**PROBLEM STATEMENT:**
Among the entries below, how many lines hold "cobblestone"? Only the number is wanted.
= = = = = = =
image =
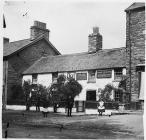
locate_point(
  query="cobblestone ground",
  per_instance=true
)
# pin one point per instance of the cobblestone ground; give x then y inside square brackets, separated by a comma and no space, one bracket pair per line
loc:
[33,125]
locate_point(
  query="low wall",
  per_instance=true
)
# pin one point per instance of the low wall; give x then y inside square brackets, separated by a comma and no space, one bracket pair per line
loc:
[60,110]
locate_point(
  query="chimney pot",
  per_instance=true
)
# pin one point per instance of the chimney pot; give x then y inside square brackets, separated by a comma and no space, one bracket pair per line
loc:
[95,30]
[5,40]
[39,29]
[95,41]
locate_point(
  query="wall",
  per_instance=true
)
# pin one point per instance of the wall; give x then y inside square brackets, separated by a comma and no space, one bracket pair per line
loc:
[135,37]
[46,80]
[19,62]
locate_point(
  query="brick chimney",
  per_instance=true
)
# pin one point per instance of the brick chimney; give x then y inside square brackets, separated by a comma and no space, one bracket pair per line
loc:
[39,29]
[95,41]
[5,40]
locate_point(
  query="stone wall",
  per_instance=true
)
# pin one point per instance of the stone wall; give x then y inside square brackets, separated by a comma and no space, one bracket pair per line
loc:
[135,48]
[22,60]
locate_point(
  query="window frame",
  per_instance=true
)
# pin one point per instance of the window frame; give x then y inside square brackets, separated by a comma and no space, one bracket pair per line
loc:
[80,78]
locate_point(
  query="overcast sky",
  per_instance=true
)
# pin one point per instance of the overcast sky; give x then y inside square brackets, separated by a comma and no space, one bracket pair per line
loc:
[69,21]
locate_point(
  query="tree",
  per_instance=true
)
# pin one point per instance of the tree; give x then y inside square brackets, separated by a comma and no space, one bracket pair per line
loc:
[71,89]
[64,90]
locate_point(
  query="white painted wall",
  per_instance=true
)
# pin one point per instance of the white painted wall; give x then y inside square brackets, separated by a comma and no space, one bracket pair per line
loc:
[27,78]
[44,79]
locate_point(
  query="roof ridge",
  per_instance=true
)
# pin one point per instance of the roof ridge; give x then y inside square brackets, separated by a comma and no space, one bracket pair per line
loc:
[82,53]
[20,40]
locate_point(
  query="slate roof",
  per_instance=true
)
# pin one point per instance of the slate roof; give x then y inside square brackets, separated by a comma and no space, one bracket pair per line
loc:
[13,47]
[135,6]
[108,58]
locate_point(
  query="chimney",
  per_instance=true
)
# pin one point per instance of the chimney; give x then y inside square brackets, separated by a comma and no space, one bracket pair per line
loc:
[95,41]
[5,40]
[39,29]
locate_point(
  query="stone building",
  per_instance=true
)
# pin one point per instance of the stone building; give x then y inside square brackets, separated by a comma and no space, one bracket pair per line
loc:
[135,53]
[93,70]
[20,55]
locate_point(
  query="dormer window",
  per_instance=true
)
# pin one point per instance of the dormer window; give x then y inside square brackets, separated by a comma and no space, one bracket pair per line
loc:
[118,73]
[81,76]
[91,76]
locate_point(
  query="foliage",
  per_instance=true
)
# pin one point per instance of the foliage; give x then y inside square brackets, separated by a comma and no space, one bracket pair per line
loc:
[63,89]
[72,88]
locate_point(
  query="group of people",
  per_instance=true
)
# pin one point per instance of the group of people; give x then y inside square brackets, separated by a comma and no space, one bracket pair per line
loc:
[69,106]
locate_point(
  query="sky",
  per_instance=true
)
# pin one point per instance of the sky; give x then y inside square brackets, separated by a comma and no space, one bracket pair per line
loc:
[69,21]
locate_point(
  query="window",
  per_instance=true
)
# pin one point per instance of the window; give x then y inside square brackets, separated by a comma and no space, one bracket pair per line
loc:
[71,75]
[54,76]
[91,76]
[104,74]
[81,76]
[118,73]
[118,96]
[34,78]
[91,95]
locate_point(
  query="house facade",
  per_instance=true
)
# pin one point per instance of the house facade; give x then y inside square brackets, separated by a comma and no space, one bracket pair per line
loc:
[93,70]
[135,53]
[20,55]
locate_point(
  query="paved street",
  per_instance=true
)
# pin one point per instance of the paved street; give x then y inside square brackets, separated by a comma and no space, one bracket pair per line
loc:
[33,125]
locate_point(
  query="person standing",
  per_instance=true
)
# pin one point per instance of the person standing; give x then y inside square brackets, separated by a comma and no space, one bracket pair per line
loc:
[101,107]
[70,103]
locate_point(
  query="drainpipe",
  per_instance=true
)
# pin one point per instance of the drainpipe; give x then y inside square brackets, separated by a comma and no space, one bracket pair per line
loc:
[129,13]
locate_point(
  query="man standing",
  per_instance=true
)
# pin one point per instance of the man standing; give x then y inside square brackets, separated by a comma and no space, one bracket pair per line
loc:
[70,103]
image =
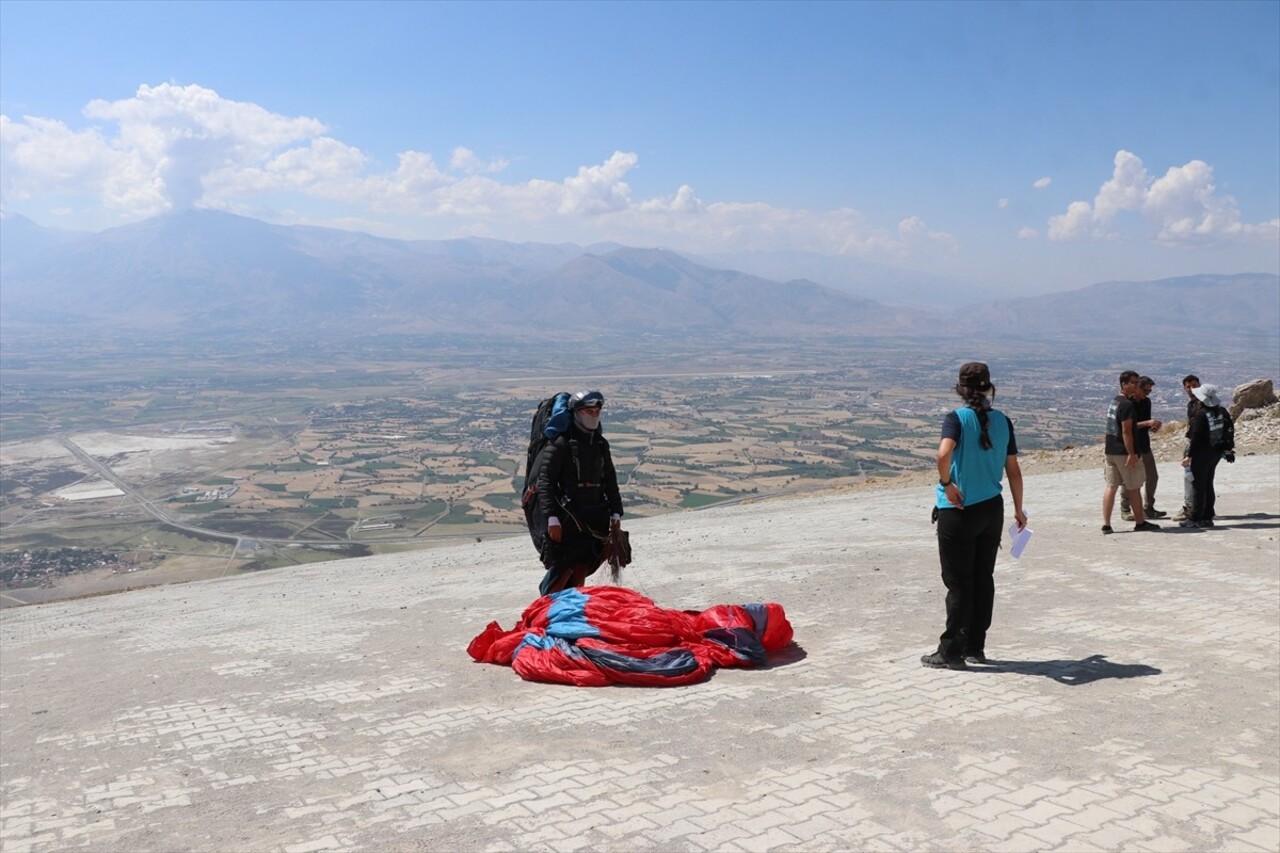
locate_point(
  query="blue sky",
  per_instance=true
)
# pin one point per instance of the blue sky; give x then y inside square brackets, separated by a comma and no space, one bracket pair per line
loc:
= = = = = = =
**SOLUTION BELOW:**
2